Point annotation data
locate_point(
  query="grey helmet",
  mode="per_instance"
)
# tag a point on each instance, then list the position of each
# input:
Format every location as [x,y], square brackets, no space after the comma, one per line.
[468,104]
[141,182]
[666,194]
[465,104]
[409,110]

▶ Work to do: Can you reproduce all of the rows above, word for word and with nothing changed?

▶ Response:
locate_point(
  query="grey helmet",
  mode="per_instance"
)
# tag a point on each instance, then list the position of each
# input:
Format every location as [x,y], square brackets, no space after the comma, one per line.
[468,104]
[141,182]
[666,194]
[465,104]
[409,110]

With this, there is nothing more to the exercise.